The answer should be each line of the records that contains the word "phrase"; please copy them all.

· · · · · · ·

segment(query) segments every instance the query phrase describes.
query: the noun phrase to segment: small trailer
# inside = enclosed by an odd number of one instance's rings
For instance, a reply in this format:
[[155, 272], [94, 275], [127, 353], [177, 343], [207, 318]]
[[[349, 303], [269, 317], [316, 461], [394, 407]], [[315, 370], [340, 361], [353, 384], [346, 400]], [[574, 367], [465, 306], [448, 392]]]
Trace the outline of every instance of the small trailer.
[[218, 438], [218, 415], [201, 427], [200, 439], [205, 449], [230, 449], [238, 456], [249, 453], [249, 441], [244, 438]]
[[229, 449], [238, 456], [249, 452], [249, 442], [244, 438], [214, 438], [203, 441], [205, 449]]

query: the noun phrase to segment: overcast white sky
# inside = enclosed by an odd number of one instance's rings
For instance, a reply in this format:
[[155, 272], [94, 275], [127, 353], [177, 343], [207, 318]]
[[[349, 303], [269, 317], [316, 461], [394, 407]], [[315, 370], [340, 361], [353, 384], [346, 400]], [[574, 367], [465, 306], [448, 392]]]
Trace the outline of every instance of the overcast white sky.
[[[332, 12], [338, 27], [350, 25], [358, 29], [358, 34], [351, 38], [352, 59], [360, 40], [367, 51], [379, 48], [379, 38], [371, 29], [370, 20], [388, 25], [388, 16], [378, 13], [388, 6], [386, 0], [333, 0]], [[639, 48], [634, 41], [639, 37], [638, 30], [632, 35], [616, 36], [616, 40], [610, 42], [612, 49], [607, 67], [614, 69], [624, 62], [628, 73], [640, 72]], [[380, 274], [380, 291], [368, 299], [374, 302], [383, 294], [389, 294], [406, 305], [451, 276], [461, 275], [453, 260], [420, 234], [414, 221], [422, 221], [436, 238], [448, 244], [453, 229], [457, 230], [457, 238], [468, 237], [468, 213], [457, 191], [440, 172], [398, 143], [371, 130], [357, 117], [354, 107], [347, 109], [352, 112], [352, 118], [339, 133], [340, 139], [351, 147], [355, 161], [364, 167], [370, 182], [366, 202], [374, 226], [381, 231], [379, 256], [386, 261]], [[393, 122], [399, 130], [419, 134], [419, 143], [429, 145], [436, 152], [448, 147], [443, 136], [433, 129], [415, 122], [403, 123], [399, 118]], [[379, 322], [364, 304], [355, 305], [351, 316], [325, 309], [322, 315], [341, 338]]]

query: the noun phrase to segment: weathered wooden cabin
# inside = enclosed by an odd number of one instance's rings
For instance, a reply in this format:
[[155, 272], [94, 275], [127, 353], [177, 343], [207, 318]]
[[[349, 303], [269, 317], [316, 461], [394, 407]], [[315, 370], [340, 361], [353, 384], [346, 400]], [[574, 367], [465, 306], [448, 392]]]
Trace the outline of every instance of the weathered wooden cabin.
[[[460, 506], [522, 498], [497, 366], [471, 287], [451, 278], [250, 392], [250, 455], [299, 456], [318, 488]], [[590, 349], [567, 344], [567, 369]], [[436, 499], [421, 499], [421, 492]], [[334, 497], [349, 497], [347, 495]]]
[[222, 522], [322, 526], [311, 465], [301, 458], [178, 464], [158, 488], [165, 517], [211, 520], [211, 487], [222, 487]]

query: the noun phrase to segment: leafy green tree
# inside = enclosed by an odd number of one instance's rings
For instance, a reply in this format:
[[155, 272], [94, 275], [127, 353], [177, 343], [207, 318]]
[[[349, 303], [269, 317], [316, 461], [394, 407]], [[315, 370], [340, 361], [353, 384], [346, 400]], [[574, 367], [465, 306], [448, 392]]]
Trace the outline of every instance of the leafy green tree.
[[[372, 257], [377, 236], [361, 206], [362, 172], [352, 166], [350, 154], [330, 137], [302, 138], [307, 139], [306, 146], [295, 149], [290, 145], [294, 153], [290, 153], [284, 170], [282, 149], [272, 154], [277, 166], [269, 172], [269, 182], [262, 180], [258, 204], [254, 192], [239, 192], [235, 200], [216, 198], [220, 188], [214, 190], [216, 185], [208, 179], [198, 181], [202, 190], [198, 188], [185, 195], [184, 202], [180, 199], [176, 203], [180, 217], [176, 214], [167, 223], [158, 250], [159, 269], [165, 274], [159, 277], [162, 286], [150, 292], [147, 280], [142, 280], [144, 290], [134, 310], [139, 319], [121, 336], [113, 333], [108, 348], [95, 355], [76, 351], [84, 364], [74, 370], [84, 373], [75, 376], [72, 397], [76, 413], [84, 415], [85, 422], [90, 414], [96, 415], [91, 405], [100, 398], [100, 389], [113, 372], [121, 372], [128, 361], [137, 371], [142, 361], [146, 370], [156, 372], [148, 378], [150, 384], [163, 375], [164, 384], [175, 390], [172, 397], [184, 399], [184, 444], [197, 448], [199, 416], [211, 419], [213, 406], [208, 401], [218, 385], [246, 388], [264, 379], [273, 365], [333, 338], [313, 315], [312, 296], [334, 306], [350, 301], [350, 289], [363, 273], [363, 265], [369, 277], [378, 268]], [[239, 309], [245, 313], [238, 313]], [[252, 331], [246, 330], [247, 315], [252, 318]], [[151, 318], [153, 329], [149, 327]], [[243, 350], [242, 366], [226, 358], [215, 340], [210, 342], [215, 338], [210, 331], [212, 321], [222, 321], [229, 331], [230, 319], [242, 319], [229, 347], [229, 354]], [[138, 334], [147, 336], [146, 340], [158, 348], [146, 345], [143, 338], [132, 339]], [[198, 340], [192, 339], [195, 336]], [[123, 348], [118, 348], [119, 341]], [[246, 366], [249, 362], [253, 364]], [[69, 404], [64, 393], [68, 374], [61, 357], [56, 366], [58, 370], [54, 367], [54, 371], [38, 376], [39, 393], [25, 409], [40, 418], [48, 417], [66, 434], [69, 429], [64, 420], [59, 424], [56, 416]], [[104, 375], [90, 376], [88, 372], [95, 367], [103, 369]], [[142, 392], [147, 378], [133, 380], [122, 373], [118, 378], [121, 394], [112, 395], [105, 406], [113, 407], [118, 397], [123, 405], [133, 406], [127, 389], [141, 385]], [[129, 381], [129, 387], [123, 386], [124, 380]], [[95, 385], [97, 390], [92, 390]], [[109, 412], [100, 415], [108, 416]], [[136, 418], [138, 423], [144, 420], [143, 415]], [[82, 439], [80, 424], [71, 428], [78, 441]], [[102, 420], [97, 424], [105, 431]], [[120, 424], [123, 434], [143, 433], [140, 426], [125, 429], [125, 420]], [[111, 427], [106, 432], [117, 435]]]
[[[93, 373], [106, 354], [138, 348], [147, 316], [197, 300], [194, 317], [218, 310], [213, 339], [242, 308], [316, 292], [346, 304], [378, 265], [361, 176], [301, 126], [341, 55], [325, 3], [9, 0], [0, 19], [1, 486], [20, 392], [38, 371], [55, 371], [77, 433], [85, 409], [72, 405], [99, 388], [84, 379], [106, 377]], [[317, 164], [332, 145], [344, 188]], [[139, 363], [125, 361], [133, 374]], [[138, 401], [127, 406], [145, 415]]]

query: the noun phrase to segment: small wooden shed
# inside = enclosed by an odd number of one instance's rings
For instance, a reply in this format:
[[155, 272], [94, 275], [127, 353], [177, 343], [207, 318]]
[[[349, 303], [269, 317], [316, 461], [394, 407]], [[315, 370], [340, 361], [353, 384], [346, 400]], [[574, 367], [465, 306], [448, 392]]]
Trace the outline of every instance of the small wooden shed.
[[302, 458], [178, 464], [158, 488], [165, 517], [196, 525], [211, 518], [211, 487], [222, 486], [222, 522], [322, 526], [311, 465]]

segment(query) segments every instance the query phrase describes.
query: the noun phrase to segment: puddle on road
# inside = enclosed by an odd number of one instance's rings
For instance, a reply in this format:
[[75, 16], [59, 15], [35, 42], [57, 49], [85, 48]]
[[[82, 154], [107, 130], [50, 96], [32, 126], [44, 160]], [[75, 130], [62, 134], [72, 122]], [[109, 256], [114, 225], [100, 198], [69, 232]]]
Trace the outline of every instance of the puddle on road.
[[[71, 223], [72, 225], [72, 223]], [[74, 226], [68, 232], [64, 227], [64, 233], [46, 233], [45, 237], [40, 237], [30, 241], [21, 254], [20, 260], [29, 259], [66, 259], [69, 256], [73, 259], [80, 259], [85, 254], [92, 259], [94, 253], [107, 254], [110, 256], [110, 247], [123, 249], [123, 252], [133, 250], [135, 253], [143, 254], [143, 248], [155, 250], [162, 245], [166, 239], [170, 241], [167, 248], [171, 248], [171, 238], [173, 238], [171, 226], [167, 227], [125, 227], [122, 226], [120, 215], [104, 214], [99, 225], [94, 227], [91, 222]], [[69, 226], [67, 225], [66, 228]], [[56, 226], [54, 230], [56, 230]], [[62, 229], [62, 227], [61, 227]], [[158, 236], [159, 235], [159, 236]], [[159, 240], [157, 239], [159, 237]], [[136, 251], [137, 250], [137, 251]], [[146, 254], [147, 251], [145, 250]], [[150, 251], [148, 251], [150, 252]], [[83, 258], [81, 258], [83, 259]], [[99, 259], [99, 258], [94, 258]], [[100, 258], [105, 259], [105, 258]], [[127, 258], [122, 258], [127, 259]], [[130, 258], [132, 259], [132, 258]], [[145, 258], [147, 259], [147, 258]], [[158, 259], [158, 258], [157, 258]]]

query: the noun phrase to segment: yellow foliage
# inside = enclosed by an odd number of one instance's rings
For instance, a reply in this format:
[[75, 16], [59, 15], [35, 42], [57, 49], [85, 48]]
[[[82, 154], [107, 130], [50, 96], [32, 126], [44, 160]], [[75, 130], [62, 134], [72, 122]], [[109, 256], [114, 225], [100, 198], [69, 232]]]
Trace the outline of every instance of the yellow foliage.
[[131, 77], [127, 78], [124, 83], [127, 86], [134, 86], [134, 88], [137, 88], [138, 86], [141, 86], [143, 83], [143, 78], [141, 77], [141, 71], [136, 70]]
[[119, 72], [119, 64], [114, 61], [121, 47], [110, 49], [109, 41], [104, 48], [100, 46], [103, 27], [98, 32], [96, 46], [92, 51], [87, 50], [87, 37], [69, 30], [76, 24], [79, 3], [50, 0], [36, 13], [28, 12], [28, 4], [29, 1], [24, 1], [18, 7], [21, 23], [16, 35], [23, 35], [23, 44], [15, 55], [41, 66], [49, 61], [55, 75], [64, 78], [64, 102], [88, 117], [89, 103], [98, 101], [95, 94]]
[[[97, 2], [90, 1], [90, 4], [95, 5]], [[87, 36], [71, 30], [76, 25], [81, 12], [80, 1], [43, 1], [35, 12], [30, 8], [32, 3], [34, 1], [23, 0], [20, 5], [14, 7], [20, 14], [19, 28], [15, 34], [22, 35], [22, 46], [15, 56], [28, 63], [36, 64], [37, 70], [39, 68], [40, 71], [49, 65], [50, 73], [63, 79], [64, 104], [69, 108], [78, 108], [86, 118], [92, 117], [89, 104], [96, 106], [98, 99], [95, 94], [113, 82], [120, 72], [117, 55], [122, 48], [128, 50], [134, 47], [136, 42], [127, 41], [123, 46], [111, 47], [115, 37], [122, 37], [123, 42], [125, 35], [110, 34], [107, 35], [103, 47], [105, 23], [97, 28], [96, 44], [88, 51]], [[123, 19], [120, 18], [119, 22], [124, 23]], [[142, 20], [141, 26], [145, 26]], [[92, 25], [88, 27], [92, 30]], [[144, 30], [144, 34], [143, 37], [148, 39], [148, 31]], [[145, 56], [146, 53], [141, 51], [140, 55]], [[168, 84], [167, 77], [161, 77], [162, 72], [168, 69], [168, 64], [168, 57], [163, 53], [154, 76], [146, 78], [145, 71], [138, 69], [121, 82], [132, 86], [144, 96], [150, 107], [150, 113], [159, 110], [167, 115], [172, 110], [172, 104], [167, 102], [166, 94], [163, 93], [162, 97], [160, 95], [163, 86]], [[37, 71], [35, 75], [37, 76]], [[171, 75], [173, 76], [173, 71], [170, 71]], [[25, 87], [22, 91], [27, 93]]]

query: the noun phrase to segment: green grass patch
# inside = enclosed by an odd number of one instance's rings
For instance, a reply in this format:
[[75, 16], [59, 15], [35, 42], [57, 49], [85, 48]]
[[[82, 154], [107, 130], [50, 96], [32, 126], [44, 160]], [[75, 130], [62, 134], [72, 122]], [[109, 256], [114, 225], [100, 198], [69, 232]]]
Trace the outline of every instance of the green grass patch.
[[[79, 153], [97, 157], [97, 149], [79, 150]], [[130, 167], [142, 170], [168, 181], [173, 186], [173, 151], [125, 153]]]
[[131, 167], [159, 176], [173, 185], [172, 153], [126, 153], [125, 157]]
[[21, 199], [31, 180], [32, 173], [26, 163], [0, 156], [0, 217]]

· · · · · · ·

→ **Finished exercise**
segment(query) segments every instance the query phrase describes.
query: the noun phrase to segment: small trailer
query: the noun phrase to segment: overcast white sky
query: the noun phrase to segment: weathered wooden cabin
query: the noun phrase to segment: leafy green tree
query: the noun phrase to segment: small wooden shed
segment(query) segments every instance the query phrase describes.
query: the noun phrase to segment: puddle on road
query: the noun phrase to segment: yellow foliage
query: the noun phrase to segment: green grass patch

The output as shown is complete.